> **Kaynak**
Yargıtay Kararı 10. Hukuk Dairesi 2023/8555 E. 2023/8735 K. 26.09.2023 T.

YARGITAY KARARI
DAİRE : 10. Hukuk Dairesi
ESAS NO : 2023/8555
KARAR NO : 2023/8735
KARAR TARİHİ : 26.09.2023

İNCELENEN KARARIN
MAHKEMESİ : … Bölge Adliye Mahkemesi 5. Hukuk Dairesi

Taraflar arasındaki rücuan tazminat davasından dolayı yapılan yargılama sonunda İlk Derece Mahkemesince davanın pasif husumet yokluğu nedeniyle reddine karar verilmiştir.

Kararın davacı Kurum ile davalılar… ve … vekilleri tarafından istinaf edilmesi üzerine, Bölge Adliye Mahkemesince başvurularının esastan reddine karar verilmiştir.

Bölge Adliye Mahkemesi kararı davacı Kurum ile davalılar… ve … vekilleri vekili tarafından temyiz edilmekle; kesinlik, süre, temyiz şartı ve diğer usul eksiklikleri yönünden yapılan ön inceleme sonucunda, temyiz dilekçesinin kabulüne karar verildikten ve Tetkik Hâkimi … tarafından hazırlanan rapor dinlendikten sonra dosyadaki belgeler incelenip gereği düşünüldü:

I. DAVA
Davacı Kurum vekili dava dilekçesinde özetle; Emniyet Genel Müdürlüğü … İl Emniyet Müdürlüğü Çevik Kuvvet Şube Müdürlüğü emrinde Polis Memuru olarak görev yapmakta iken, 19.07.2016 tarihinde Gümüşhane – Trubzon karayolu Beş Yıldız Konutları önünde iki aydır sürmekte olan asayiş uygulamasına istinaden görevlendirilen ve BTÖ ile yaşanan çatışma sonunda Polis Memuru …’ın yaralandığını, olayda yaralanan …’a 1.323.598,32 TL ilk peşin sermaye değerli gelir bağlandığını, 4.347,22 TL hastane masrafi, 116,57 TL ilaç masrafı yapıldığını, Sosyal Güvenlik Kurumu Başkanlığı Vazife Malullüğü Tespit Kurulu’nun 382 sayılı kararıyla …’ın 5510 sayılı Kanun’un 47 nci maddesinin 1 inci fıkrasına göre vazife malullüğüne karar verdiğini, olayla ilgili Cumhuriyet Başsavcılığı’nın 2019/747 Soruşturma numaralı dosyasında şüpheli … ve …’ın vefat ettiğinden kovuşturmaya yer olmadığına karar verildiğini, bu kararda da bahis edildiği üzere kriminal raporlara göre dava konusu terör olayını … ve …’ın gerçekleştirdiğinin tespit edildiğini, davanın … ve …’ın mirasçılarına karşı açıldığını, kusur ve miktar yönünden fazlaya dair talep ve dava hakkı saklı kalmak kaydıyla (Yargılama sırasında dava dışı kişilerin kusurunun tespit edilmesi halinde bu kişilerin kusurundan da davalıların müşterek ve müteselsilen sorumlu olması kaydıyla) şimdilik 60.000,00 TL’nin onay ve ödeme tarihinden itibaren işleyecek yasal faiziyle birlikte davalılardan müştereken ve müteselsilen tahsiline karar verilmesini talep etmiştir.

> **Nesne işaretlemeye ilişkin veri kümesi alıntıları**
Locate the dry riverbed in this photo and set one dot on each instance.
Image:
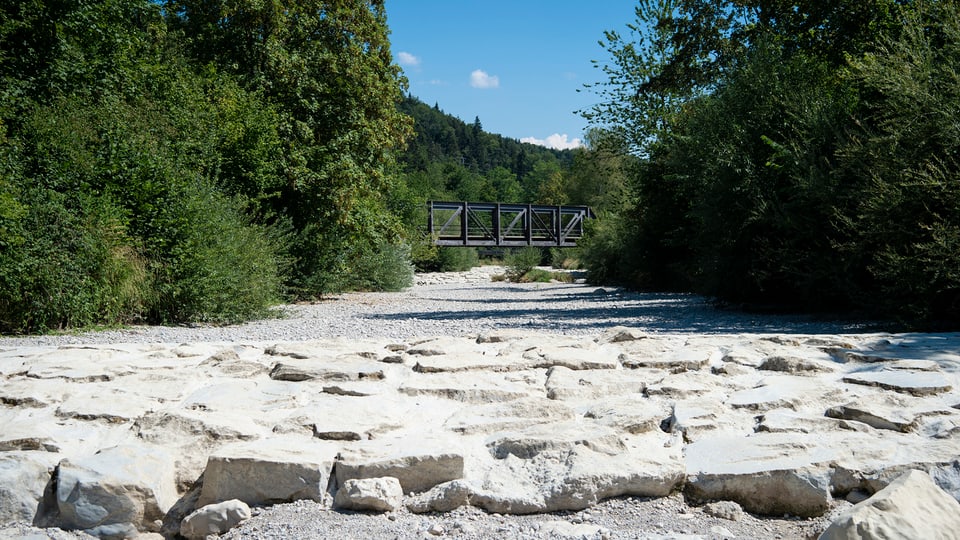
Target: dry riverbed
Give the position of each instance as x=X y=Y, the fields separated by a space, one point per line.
x=470 y=304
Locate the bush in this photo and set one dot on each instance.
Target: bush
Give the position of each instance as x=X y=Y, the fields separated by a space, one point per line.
x=220 y=267
x=458 y=259
x=77 y=269
x=521 y=261
x=390 y=268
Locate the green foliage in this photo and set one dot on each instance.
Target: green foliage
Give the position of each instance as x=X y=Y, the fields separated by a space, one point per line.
x=773 y=171
x=521 y=261
x=77 y=268
x=190 y=160
x=458 y=259
x=907 y=218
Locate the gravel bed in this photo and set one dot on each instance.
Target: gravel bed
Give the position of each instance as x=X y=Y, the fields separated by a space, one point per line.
x=457 y=304
x=465 y=304
x=623 y=517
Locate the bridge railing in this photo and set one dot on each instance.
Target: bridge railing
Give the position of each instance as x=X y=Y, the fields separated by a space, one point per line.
x=503 y=224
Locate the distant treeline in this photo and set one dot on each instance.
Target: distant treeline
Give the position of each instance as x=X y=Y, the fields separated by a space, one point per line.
x=197 y=160
x=790 y=155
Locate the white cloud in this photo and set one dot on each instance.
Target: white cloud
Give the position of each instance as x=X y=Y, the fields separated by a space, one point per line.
x=555 y=141
x=481 y=79
x=407 y=59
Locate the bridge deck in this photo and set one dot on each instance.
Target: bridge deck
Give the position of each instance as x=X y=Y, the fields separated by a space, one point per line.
x=508 y=225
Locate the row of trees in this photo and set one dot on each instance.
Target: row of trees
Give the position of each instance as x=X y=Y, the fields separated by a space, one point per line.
x=197 y=160
x=193 y=159
x=796 y=154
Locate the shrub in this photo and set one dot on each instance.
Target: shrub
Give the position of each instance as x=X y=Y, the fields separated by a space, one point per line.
x=458 y=259
x=220 y=267
x=521 y=261
x=77 y=269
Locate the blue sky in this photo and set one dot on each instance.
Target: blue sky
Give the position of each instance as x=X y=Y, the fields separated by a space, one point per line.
x=515 y=64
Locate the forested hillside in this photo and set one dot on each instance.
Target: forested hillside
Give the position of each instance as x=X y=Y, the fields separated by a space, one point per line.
x=193 y=160
x=799 y=155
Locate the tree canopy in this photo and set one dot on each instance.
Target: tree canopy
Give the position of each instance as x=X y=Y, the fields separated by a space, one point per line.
x=792 y=155
x=181 y=160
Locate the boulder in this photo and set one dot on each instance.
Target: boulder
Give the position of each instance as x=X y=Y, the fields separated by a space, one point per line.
x=575 y=476
x=584 y=356
x=912 y=506
x=684 y=359
x=118 y=492
x=795 y=365
x=508 y=415
x=443 y=497
x=382 y=494
x=23 y=476
x=916 y=383
x=322 y=369
x=470 y=387
x=878 y=413
x=564 y=383
x=767 y=474
x=418 y=464
x=268 y=472
x=728 y=510
x=214 y=519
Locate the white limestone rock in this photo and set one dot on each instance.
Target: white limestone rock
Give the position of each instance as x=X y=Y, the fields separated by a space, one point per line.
x=443 y=497
x=508 y=415
x=468 y=387
x=23 y=477
x=584 y=356
x=268 y=472
x=419 y=464
x=564 y=383
x=118 y=492
x=326 y=369
x=917 y=383
x=631 y=414
x=768 y=474
x=621 y=334
x=879 y=412
x=575 y=476
x=781 y=391
x=796 y=365
x=912 y=506
x=728 y=510
x=382 y=494
x=683 y=359
x=557 y=528
x=214 y=519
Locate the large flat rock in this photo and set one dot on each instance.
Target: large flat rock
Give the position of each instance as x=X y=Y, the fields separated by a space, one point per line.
x=267 y=472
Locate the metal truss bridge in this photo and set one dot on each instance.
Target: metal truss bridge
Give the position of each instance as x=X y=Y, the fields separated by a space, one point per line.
x=507 y=225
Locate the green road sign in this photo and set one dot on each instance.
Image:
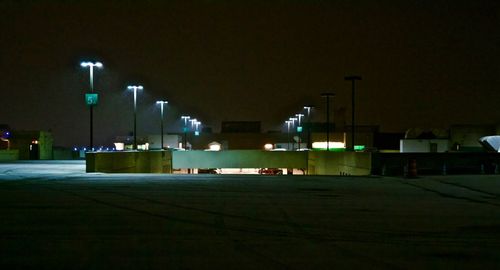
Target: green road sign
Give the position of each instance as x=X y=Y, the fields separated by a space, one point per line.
x=91 y=99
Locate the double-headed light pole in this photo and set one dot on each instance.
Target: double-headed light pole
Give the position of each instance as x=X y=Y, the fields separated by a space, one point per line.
x=161 y=102
x=91 y=98
x=327 y=96
x=308 y=109
x=135 y=88
x=185 y=118
x=353 y=79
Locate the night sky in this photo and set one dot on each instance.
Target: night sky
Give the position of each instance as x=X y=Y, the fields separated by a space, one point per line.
x=423 y=63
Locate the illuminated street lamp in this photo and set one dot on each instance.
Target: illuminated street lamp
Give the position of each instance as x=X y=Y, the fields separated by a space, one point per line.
x=92 y=98
x=197 y=124
x=161 y=102
x=353 y=79
x=135 y=88
x=185 y=118
x=299 y=127
x=327 y=96
x=192 y=121
x=293 y=119
x=288 y=123
x=308 y=109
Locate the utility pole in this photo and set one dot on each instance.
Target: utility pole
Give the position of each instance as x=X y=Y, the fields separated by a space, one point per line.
x=327 y=96
x=353 y=79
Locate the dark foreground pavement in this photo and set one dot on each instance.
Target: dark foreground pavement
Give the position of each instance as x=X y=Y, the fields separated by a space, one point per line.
x=54 y=216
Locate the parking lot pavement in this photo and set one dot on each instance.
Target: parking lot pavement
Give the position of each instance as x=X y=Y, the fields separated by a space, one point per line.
x=54 y=215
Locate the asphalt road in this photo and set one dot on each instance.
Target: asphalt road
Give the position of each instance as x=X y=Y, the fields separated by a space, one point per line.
x=55 y=216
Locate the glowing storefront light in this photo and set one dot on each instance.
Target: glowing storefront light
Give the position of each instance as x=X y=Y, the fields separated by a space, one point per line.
x=268 y=147
x=332 y=145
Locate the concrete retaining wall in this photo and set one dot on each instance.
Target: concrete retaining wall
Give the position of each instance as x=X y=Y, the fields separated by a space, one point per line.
x=316 y=163
x=436 y=163
x=6 y=155
x=338 y=163
x=239 y=159
x=129 y=162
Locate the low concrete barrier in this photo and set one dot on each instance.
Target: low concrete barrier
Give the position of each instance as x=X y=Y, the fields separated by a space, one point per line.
x=339 y=163
x=129 y=162
x=239 y=159
x=8 y=155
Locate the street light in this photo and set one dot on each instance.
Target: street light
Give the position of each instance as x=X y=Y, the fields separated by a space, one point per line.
x=161 y=102
x=353 y=79
x=185 y=118
x=308 y=109
x=299 y=127
x=293 y=119
x=288 y=122
x=327 y=96
x=91 y=66
x=135 y=88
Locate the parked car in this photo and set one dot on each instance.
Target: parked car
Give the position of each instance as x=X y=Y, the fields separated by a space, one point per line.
x=271 y=171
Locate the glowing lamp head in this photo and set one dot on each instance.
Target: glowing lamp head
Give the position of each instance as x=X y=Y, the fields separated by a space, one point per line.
x=135 y=87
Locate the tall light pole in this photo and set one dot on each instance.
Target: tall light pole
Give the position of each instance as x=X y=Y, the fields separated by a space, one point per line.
x=327 y=96
x=308 y=109
x=185 y=118
x=299 y=127
x=161 y=102
x=288 y=122
x=135 y=88
x=293 y=119
x=91 y=103
x=353 y=79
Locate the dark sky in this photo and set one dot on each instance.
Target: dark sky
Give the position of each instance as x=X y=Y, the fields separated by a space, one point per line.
x=424 y=63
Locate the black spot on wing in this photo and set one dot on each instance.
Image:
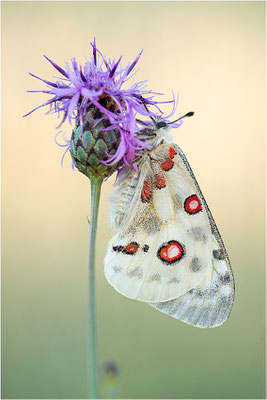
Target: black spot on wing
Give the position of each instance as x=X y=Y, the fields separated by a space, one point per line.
x=225 y=279
x=118 y=248
x=218 y=254
x=195 y=265
x=145 y=248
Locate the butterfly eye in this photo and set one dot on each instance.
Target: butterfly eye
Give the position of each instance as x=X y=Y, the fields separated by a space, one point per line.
x=162 y=124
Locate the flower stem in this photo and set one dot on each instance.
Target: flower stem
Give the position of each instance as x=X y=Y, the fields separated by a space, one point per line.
x=96 y=183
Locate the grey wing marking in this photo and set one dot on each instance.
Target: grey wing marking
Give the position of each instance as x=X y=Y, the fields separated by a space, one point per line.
x=210 y=303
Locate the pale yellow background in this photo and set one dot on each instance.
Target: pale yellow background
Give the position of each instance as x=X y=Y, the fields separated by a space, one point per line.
x=212 y=53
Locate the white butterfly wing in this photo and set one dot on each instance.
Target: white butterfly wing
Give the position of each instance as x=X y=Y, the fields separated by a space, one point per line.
x=168 y=251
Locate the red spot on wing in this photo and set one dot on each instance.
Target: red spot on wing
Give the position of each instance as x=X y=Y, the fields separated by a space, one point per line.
x=172 y=152
x=171 y=252
x=131 y=248
x=192 y=204
x=160 y=181
x=167 y=165
x=146 y=191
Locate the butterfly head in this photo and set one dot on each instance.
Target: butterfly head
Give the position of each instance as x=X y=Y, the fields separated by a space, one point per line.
x=158 y=131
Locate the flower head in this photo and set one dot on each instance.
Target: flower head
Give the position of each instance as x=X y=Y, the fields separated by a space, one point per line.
x=94 y=95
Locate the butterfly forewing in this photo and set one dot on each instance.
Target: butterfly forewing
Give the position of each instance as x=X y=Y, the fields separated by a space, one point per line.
x=168 y=251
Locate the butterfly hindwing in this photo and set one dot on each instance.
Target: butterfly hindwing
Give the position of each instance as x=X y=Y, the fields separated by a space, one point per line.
x=168 y=251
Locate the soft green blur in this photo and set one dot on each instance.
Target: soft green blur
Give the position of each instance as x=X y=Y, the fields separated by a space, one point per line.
x=213 y=54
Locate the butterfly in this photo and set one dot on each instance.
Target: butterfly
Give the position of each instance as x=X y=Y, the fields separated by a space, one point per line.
x=167 y=251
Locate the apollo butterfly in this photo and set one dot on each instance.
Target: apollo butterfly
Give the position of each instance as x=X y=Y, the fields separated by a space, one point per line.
x=168 y=251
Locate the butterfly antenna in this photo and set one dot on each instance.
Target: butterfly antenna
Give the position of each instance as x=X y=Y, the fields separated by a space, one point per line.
x=143 y=101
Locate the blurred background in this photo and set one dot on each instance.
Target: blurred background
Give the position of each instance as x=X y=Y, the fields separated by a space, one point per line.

> **Yazılı Yönerge A**
Karar metnine göre aşağıdaki soruları yanıtlayınız:
(i) Kararı veren daire hangisidir?
(ii) İlk Derece Mahkemesi davayı hangi nedenle reddetmiştir?
(iii) Davacı Kurum şimdilik ne kadar tutarın tahsilini talep etmiştir?
> **Yazılı Yönerge B**
Listenin başından "x=470 y=304" ifadesini içeren satıra kadar uzanan bölümü, her iki uç dahil olmak üzere, "talep" ve "cevap" sütunlarından oluşan iki sütunlu bir CSV olarak düzenleyiniz. Her talep için bir satır yazınız, her alanı tırnak içine alarak satır sonlarını boşluğa çeviriniz ve resimleri cevaba dahil etmeyiniz.
Karar metni ile liste birbirinden bağımsızdır.

> **Çözüm A**
(i) 10. Hukuk Dairesi
(ii) Pasif husumet yokluğu nedeniyle
(iii) 60.000,00 TL

> **Çözüm B**
talep,cevap
"Locate the dry riverbed in this photo and set one dot on each instance. Image: Target: dry riverbed Give the position of each instance as x=X y=Y, the fields separated by a space, one point per line.","x=470 y=304"